### TESTO FORNITO
● ● ● ●

Esistono centinaia di geni associati ai disturbi dello spettro autistico (Dsa), una complessa serie di patologie che interessano il comportamento, lo sviluppo sociale e la comunicazione di decine di milioni di persone in tutto il mondo. Capire con esattezza che effetto hanno quei geni e come si collegano ai Dsa è però estremamente difficile: “Nessuno può studiare un vero cervello umano mentre si sviluppa“, spiega Paola Arlotta, professoressa di biologia rigenerativa e cellule staminali alla Harvard University. Ma un nuovo approccio basato sullo sviluppo di gruppi di cellule cerebrali in laboratorio offre risultati promettenti.
Insieme ad alcuni colleghi di Harvard, del Broad Institute di Harvard e del Massachusetts Institute of Technology (Mit), Arlotta sta lavorando sugli organoidi – gruppi tridimensionali di tessuto cerebrale sviluppati a partire da cellule staminali – dal diametro di pochi millimetri. Quando gli organoidi vengono lasciati crescere, iniziano a sviluppare diversi tipi di cellule cerebrali e si organizzano in reti primitive che imitano parte, ma non tutta, dell’architettura del cervello umano.
Gli organoidi sviluppati da cellule staminali donate da persone con Dsa erano già stati usati per studiare i disturbi in passato. Ma Arlotta e il suo gruppo di lavoro hanno fatto un passo avanti, come descrivono in un articolo pubblicato di recente sulla rivista scientifica Nature. Hanno creato organoidi geneticamente modificati della corteccia cerebrale umana, ognuno dei quali con una mutazione in uno dei tre geni che si ritiene siano legati all’autismo.
L’obiettivo era quello di capire esattamente come queste differenze nel DNA potrebbero contribuire ai cambiamenti nella struttura del cervello e nel comportamento che contraddistinguono la patologia. Arlotta e i suoi collaboratori sono partiti con un gene chiamato CHD8, iniziando a vedere le differenze prima del previsto: “Solo guardando l’ampolla dall’esterno era chiaro che gli organoidi ‘mutanti’ fossero più grandi“, racconta Arlotta. Questo fa eco a una precedente scoperta che aveva rilevato come alcune persone con Dsa siano affette da macrocefalia, una patologia che porta ad avere un cervello più grande in termini di volume.

● ● ● ●

Estratti da un insieme di dati
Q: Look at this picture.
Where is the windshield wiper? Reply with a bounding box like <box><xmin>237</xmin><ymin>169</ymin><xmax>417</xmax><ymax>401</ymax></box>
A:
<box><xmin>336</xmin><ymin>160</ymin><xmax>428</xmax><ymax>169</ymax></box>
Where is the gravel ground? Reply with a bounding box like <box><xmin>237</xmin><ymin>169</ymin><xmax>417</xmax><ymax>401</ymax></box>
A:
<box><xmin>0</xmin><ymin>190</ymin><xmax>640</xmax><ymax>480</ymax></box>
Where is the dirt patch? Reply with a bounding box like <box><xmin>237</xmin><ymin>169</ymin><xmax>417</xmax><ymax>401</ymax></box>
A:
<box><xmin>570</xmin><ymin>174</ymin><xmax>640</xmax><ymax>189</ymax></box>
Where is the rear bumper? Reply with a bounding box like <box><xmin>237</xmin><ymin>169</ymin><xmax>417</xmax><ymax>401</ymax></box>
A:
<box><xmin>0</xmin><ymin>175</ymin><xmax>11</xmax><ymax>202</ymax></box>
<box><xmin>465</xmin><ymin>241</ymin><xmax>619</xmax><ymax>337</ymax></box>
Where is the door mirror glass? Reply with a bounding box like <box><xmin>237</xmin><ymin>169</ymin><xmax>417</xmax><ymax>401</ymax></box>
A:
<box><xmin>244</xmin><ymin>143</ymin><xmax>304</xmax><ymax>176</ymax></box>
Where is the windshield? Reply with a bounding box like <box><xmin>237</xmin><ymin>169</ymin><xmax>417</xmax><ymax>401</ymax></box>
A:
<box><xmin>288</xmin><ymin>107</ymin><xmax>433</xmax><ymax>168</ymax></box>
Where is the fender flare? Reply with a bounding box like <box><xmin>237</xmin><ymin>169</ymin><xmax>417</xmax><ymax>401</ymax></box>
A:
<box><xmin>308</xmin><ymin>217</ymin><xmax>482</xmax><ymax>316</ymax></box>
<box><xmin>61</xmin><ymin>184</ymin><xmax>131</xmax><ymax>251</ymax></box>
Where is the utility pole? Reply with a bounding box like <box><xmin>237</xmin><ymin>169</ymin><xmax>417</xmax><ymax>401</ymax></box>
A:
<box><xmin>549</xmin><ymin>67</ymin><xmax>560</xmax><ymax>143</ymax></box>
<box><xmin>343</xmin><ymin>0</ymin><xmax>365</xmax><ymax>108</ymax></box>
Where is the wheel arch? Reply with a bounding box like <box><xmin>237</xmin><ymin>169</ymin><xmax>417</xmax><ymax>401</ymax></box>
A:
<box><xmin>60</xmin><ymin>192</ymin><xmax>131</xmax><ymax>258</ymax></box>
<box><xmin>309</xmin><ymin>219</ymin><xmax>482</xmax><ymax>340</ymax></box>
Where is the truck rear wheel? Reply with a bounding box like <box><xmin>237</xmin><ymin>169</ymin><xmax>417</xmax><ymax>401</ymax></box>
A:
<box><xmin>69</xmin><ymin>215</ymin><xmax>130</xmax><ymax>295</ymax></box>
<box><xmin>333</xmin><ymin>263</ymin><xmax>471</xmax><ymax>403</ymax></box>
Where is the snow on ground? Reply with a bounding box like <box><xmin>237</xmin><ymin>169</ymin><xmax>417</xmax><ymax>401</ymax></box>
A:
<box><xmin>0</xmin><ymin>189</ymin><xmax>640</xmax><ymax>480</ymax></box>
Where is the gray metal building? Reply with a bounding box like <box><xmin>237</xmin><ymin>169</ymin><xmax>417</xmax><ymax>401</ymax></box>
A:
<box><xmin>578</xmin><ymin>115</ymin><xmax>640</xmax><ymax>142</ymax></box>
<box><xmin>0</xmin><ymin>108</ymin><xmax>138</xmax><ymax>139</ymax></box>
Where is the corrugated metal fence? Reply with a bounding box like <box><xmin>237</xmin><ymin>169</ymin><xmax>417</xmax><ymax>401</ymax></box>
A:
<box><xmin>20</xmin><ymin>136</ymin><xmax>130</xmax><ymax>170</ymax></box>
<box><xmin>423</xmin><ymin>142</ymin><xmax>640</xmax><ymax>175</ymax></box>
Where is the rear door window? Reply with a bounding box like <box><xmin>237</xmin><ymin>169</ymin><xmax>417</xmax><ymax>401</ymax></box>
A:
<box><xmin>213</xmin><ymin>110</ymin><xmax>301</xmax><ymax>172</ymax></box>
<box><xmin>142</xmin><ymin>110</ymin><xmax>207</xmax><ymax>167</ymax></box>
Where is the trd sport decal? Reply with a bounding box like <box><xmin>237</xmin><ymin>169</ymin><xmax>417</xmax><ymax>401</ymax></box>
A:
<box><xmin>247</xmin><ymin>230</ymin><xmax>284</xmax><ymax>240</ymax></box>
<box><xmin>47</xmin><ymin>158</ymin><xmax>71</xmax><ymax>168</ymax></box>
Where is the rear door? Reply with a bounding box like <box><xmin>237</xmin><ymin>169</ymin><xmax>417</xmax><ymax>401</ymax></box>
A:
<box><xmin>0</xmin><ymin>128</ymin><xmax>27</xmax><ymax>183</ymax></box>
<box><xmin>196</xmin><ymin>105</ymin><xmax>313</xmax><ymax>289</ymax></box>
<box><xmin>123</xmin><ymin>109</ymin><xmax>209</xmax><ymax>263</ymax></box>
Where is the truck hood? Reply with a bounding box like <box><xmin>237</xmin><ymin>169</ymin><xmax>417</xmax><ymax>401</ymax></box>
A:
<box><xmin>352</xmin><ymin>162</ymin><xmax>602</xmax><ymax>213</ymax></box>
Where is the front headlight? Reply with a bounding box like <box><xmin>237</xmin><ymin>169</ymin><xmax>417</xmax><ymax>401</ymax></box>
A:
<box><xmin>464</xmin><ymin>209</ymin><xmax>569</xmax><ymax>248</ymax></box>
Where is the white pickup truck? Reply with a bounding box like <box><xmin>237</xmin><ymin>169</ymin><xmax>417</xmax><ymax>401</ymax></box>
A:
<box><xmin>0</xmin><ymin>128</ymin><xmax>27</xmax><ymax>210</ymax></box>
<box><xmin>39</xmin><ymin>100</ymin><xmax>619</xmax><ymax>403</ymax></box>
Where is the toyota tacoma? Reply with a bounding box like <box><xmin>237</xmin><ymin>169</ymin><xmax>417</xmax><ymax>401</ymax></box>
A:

● ● ● ●

### RICHIESTA
Prosegua il testo sugli organoidi cerebrali e l'autismo a partire dal punto in cui si interrompe. Le righe non hanno alcun ruolo in quanto richiesto.

### RISULTATO
Dopo aver fatto crescere gli organoidi, la prima fase dell’analisi prevedeva di sequenziare l’RNA dei neuroni che si erano sviluppati negli organoidi e confrontarlo con quello delle cellule degli organoidi non modificati sviluppati dalla stessa fonte di cellule staminali (l’RNA è una molecola messaggera che trasporta le istruzioni dal DNA alle parti della cellula che le eseguono).
Combinando il sequenziamento dell’RNA con le informazioni sui tipi di proteine formate dagli organoidi, i ricercatori sono stati in grado di determinare quali tipi di cellule cerebrali si stavano sviluppando e lo stato di maturazione di queste cellule. Arlotta e i suoi colleghi hanno notato immediatamente che c’era qualcosa di diverso. I tempi di sviluppo delle cellule negli organoidi modificati sembravano diversi rispetto a quelli con la versione “normale” del gene. “Abbiamo avuto un’epifania quando lavoravamo sul primo gene: abbiamo scoperto che c’erano due popolazioni di neuroni che si stavano sviluppando con i tempi sbagliati, troppo velocemente o troppo lentamente rispetto al resto della cellula“, racconta Arlotta.